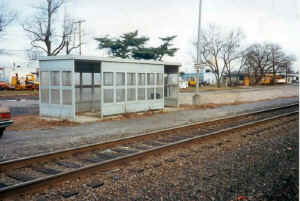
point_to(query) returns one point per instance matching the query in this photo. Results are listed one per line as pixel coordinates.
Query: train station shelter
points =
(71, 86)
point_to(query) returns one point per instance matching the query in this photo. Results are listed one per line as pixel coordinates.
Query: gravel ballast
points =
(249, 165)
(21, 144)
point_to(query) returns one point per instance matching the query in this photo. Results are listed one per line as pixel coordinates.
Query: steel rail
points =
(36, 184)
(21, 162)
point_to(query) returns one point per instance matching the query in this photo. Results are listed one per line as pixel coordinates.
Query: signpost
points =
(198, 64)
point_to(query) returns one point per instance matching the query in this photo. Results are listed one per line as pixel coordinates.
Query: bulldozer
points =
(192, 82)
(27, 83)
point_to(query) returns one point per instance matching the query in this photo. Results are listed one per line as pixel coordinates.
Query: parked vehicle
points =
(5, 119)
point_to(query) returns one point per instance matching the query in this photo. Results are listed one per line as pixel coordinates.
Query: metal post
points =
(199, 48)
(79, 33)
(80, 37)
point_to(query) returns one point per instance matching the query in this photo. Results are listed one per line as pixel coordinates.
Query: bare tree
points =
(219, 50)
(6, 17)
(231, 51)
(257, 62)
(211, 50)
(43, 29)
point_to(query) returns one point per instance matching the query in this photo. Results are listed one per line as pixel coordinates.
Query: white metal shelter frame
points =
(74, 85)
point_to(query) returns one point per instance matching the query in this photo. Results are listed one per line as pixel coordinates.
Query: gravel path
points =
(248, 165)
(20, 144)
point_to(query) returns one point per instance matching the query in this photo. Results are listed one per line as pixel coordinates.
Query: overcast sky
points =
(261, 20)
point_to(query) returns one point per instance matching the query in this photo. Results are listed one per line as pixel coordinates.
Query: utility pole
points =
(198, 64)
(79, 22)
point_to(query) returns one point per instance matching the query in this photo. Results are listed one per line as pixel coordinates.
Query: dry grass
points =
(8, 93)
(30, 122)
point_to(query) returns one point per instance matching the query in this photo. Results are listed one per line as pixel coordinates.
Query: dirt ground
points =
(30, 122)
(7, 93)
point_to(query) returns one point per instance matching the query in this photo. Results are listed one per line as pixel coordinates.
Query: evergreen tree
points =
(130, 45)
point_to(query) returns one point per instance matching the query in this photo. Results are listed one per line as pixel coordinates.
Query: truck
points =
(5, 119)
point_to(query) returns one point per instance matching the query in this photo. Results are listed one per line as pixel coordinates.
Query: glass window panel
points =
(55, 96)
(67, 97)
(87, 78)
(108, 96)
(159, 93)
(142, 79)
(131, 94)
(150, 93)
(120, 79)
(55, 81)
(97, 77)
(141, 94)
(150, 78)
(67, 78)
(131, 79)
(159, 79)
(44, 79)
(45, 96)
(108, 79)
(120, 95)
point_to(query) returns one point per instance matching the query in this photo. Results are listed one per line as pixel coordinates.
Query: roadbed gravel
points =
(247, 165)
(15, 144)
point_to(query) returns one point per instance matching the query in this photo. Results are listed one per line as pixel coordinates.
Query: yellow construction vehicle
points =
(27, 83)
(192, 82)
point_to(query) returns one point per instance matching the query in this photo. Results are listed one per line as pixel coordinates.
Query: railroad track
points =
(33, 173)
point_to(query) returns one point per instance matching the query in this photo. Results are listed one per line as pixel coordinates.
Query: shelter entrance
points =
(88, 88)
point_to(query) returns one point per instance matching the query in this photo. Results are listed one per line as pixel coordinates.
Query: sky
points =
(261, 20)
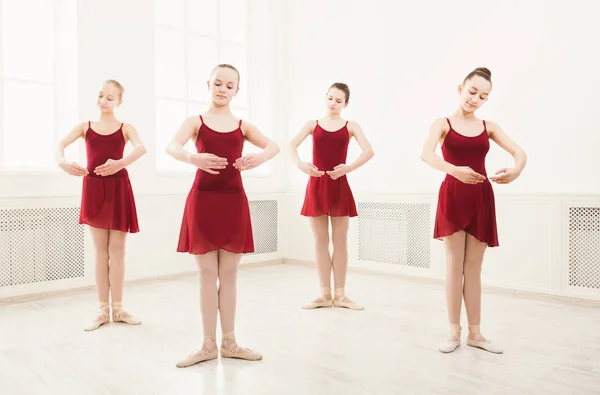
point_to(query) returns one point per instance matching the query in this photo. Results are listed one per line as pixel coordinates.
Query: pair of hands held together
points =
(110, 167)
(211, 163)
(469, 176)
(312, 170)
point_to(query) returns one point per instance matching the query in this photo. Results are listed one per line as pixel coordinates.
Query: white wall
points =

※ ※ ※

**Exercise:** Please copy out every line of the preceding listing that carries "shelter".

**Output for this task:**
Query: train station shelter
Query: white metal shelter frame
Query: shelter entrance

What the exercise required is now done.